Task to carry out:
Reproduce the items from the start through the line containing "<point>1011,93</point>", inclusive, replacing "dropping one marker" with "placing one marker" and leaving everything else unchanged.

Data for this task:
┄┄┄┄┄┄

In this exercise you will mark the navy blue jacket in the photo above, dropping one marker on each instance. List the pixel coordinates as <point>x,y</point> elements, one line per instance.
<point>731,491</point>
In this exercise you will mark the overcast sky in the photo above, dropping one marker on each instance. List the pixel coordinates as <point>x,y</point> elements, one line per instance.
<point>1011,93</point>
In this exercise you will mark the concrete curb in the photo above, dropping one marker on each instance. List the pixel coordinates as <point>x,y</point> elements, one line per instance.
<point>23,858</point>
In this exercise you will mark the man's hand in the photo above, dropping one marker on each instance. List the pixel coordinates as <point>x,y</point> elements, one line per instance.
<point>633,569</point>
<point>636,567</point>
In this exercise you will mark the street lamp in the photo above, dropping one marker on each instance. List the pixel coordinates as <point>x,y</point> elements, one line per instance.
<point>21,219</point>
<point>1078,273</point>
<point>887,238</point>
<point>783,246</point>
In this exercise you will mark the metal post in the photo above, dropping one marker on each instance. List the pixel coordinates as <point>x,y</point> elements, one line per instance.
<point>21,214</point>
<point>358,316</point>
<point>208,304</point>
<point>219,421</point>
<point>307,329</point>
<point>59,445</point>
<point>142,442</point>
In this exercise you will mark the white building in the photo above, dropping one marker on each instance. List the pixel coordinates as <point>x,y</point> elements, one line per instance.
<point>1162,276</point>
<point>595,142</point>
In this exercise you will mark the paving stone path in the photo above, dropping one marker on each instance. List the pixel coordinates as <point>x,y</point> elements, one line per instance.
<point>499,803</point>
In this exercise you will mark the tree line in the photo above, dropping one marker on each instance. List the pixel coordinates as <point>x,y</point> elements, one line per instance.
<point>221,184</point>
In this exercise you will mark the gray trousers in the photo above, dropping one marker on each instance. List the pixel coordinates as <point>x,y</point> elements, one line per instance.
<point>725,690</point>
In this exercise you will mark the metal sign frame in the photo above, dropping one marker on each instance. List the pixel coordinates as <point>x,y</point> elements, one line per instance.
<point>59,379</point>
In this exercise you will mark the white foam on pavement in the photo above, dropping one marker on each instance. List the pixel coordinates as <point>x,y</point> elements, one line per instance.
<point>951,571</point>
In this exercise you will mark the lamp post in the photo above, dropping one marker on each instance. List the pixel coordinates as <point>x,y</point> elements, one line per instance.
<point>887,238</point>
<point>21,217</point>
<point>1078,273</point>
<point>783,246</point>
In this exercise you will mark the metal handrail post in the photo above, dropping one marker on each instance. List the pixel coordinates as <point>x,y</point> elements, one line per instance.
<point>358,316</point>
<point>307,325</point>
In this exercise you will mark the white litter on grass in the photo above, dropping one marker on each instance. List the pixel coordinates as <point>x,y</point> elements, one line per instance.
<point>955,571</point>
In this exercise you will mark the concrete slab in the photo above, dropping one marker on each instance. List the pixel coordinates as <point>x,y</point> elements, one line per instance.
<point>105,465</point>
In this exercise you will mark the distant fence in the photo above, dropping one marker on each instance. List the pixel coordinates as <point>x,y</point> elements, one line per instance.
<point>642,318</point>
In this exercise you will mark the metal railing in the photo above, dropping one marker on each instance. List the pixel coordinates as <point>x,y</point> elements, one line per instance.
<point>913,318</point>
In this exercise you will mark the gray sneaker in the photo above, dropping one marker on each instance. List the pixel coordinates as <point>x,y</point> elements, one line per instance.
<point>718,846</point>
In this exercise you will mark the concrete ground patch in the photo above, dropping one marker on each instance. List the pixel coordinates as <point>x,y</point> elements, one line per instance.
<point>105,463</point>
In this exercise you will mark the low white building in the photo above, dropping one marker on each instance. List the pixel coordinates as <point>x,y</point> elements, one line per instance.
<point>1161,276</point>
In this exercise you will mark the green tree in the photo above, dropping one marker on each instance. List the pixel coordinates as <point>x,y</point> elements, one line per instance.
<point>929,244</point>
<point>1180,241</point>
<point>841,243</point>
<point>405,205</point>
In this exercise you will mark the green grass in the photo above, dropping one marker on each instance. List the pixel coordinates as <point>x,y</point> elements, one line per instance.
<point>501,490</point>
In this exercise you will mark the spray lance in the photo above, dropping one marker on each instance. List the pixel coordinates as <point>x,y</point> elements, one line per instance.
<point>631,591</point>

┄┄┄┄┄┄

Response:
In this exercise you will mark the navy blue jacket in the photo above, placing one marker on each instance. List the pixel coordinates as <point>x,y</point> elements, one line per instance.
<point>731,491</point>
In this exercise you will mark the overcast sky in the photo above, placing one marker on each instance. List the pixel coordinates as <point>x,y</point> elements, one line per instance.
<point>1011,93</point>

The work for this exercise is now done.